#### [Task prompt]
All entries below must be retyped exactly, though pictures are to be skipped.
═════ Input records
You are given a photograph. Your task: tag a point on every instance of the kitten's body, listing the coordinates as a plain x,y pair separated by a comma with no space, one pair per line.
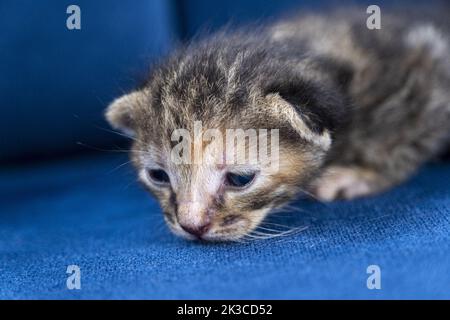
358,110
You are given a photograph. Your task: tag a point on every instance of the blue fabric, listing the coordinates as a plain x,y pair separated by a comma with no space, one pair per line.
90,212
210,15
55,82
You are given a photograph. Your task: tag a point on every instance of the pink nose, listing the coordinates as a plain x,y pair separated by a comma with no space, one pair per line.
197,231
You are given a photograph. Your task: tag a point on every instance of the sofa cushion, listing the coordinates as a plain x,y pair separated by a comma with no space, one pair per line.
55,82
91,213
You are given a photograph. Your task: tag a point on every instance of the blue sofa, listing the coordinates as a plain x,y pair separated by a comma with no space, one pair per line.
64,202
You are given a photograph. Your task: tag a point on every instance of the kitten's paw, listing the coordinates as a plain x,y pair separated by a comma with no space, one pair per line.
344,183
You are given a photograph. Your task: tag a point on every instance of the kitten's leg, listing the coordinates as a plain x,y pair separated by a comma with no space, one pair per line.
401,125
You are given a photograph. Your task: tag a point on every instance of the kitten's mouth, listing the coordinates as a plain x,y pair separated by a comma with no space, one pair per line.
212,234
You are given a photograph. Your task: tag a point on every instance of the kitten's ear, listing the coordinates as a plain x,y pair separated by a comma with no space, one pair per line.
120,112
314,113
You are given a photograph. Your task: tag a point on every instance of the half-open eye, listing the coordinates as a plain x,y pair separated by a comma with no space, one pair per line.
159,176
239,180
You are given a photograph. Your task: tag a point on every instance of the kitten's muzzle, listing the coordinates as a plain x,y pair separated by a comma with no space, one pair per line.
198,230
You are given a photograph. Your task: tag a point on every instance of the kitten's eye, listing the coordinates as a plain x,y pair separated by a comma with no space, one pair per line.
239,180
159,176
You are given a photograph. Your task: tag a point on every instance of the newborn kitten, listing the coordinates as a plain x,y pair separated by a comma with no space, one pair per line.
358,111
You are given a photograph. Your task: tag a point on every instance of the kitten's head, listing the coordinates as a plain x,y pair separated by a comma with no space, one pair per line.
214,183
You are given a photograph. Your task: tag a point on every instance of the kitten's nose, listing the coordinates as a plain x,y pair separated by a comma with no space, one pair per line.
197,231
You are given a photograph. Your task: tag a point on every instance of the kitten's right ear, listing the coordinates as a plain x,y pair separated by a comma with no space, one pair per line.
120,112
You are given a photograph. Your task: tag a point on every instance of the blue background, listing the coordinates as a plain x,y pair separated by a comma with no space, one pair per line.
61,203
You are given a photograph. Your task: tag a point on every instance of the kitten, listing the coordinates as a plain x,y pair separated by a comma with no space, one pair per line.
358,111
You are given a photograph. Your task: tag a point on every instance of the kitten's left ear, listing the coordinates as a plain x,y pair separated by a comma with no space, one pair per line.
120,112
315,113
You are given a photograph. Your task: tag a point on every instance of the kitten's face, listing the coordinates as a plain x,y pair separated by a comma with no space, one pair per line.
209,197
217,197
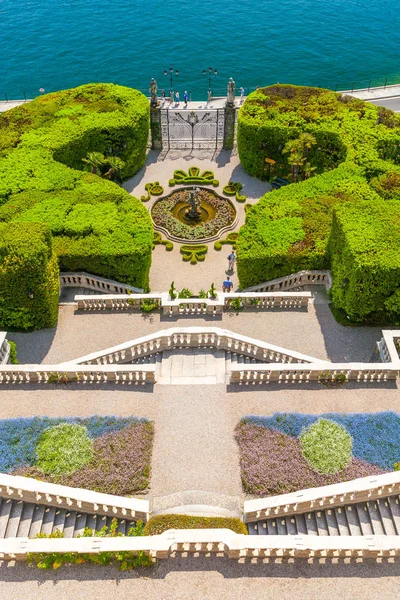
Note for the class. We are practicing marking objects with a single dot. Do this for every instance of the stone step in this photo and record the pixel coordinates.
(375, 517)
(25, 519)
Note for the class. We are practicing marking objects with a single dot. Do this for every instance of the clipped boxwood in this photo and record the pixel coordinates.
(29, 277)
(365, 248)
(44, 180)
(354, 160)
(327, 446)
(160, 523)
(63, 449)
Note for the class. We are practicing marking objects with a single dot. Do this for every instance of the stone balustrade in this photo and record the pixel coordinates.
(328, 496)
(295, 373)
(4, 348)
(293, 281)
(388, 346)
(195, 337)
(50, 494)
(199, 541)
(195, 306)
(82, 374)
(94, 282)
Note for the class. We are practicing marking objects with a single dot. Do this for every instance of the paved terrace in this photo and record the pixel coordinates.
(205, 579)
(168, 266)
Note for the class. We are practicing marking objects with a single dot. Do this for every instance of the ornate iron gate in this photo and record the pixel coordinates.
(192, 129)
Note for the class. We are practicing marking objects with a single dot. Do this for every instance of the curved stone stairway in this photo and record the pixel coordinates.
(26, 519)
(374, 517)
(191, 366)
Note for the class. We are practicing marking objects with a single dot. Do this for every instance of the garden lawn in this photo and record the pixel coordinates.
(272, 461)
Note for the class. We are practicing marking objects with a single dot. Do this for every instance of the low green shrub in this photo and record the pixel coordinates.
(149, 305)
(13, 353)
(94, 222)
(63, 449)
(160, 523)
(365, 250)
(185, 293)
(29, 277)
(152, 189)
(194, 254)
(158, 240)
(233, 189)
(327, 446)
(230, 239)
(123, 560)
(192, 176)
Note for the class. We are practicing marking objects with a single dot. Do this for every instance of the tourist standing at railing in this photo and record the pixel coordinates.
(232, 260)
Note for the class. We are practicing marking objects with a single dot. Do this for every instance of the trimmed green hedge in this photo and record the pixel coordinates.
(288, 230)
(327, 446)
(160, 523)
(96, 225)
(365, 247)
(29, 277)
(354, 161)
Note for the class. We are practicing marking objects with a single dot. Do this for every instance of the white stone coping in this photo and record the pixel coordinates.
(188, 336)
(389, 336)
(330, 495)
(208, 540)
(297, 276)
(166, 301)
(102, 280)
(15, 486)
══════════
#### [Result of this task]
You are given a photograph. Your task: tag a point on every instance of the kitten's body, listing the coordinates as a plain x,y pair separated by a comma with no space, one pair per line.
358,110
You are given a photograph. Your task: tag a point on every instance of the blue fabric, listing the coordinates as a plain x,y pair separated by a comma with no space, one pair per line.
90,212
210,15
55,82
You are given a photograph. Your task: tag a point on every instance of the pink nose, listing the coordinates as a plain x,y pair separated by a comma with no space, one pair per line.
197,231
You are given a photograph. Your task: tag a point on every instance of the sofa cushion, listing the coordinates as a plain x,y pair separated by a comma with no space, one pair per line.
55,82
91,213
You are given a photograph. Your task: tag a point on every instance of the blue sofa, listing the coordinates as a plain x,y pair separated by a comma with no space, one pair per line.
64,202
You are given a photograph. Your task: tag a point on every instance of the kitten's paw, listing the coordinates as a plain x,y pair separated by a comma with no space, one pair per line.
344,183
You are given a photograph. Your task: tag a point on every instance of the kitten's leg, listing the coordinates as a plain x,y pair separated by a comma with no space, one pair per line.
401,125
You are given a photograph. Your task: tag a point on every instance of the kitten's mouth, listing the coordinates as a plain x,y pair separated by a comma with no space, one pair per line.
212,234
You are given a photograph. Your task: tag a point on every instance of the kitten's ear, listing the coordinates as a plain x,y pair separated by a comma with no space, one pair per line.
120,112
314,113
You are given a photograph. Your task: tag a point on every instance of the half-open eye, listing the coordinates as a plain x,y pair separated by a comma with no space, one pair per line.
159,176
239,180
You are given a photograph. Your task: tag a point on every instance of the kitten's muzzle, listing the coordinates as a plain x,y pair separated by a comma with no space, one pair per line.
198,230
You are given a photograph. Your task: tag a point on every instance of the kitten's eye, listing the coordinates as a plain x,y pair separated by a comma with no space, one pair per line.
239,180
159,176
You are given a photograph. Your task: tag a point on every instance of the newborn kitten, listing the coordinates as a plain x,y pair separated by a comma with no space, one pair per line.
358,111
You are given a photograph. Your task: tag a point on every instance of the kitten's head, listing the coordinates as a plain x,y pair separated by a comma with no space, one pair per line.
214,183
You are given a photograph. Your task: tag a point on every instance of the kitten's nose, listing the coordinates as a plain x,y pair separated by a comma with no space, one pair per line.
197,231
You are given a photograph. Your task: tag a point on every instance of the kitten's right ear, listing the coordinates as a plain x,y pair separated by a comma with no space, one pair per line.
120,112
You are given a photograph. Your task: tag a point on every instance of the blue background, listing the coordinates as a plain x,y pair separated by a comma with no space, one pair per line.
61,203
You are given a photograph. Your task: tag a point on every instance of the kitten, listing the coordinates as a plain x,y pair separated by a comma with no space, one pair per line.
358,111
You are given a photograph. Your task: tag a point on every instance of the kitten's left ear, listing the coordinates as a plain x,y pair separated by a comma with no space, one pair per line.
120,112
315,113
You are given a photograph. Your task: tag a point on every instance of the kitten's face, listing the coordinates as a plain x,y pair separated by a comma with no space, one pair per line.
209,197
217,197
Note for the class. We are practicing marking objects with a single dot. Do this for every instance of the stone step in this photo and record the pixel coordinates.
(375, 517)
(25, 519)
Note for the class. We are practicing marking objects with a single dot. Do this for every instance of the clipped boxwood in this photo and record the pixel coordinates.
(29, 277)
(365, 248)
(44, 180)
(354, 160)
(327, 446)
(160, 523)
(63, 449)
Note for the class. We are practicing marking objects with a single dot. Do this for every instance of the stone balustrade in this photo and record the pixel coordinates.
(328, 496)
(295, 373)
(4, 348)
(293, 281)
(388, 346)
(195, 337)
(50, 494)
(199, 541)
(195, 306)
(82, 374)
(94, 282)
Note for the class. We are practicing marking objects with a single dot. Do this for every instance of the paved terrace in this photo and record the pixel coordinates.
(205, 579)
(168, 266)
Note for the class. We are practicing marking objects with a single dot. Do this for every instance of the ornate iron gate in this photo and record the pixel coordinates.
(192, 129)
Note for the class. We are practicing marking objects with a single dot. Do this for every instance of the curved stone stairway in this photo and record the pixel coordinates.
(26, 519)
(374, 517)
(191, 366)
Note for the class. We are practicing marking objects with a single dot. Do this for every instance of the garden lawn in this photo and record the pixel coordinates.
(272, 461)
Note for the class. We are practicing marking objects with a single dot. Do this for every instance of the low green shrub in this photo and record the pixel coordinates.
(149, 305)
(13, 353)
(94, 222)
(63, 449)
(160, 523)
(365, 250)
(185, 293)
(29, 277)
(152, 189)
(194, 254)
(158, 240)
(233, 189)
(327, 446)
(230, 239)
(123, 560)
(192, 176)
Note for the class. We are practicing marking objects with a single dot. Do this for every instance of the tourist standing at railing in this photo and record the pixel coordinates.
(232, 260)
Note for the class. We are practicing marking objects with a single dot. Do this for every instance of the trimmed green hedge in this photo and record the pixel coordinates.
(288, 230)
(327, 446)
(160, 523)
(96, 225)
(365, 247)
(29, 277)
(354, 161)
Note for the class. We are practicing marking objects with a single dot. Do this for every instance of the white stone coping in this photo and record the pixel coordinates.
(188, 336)
(389, 336)
(330, 495)
(208, 540)
(297, 276)
(166, 301)
(102, 280)
(15, 486)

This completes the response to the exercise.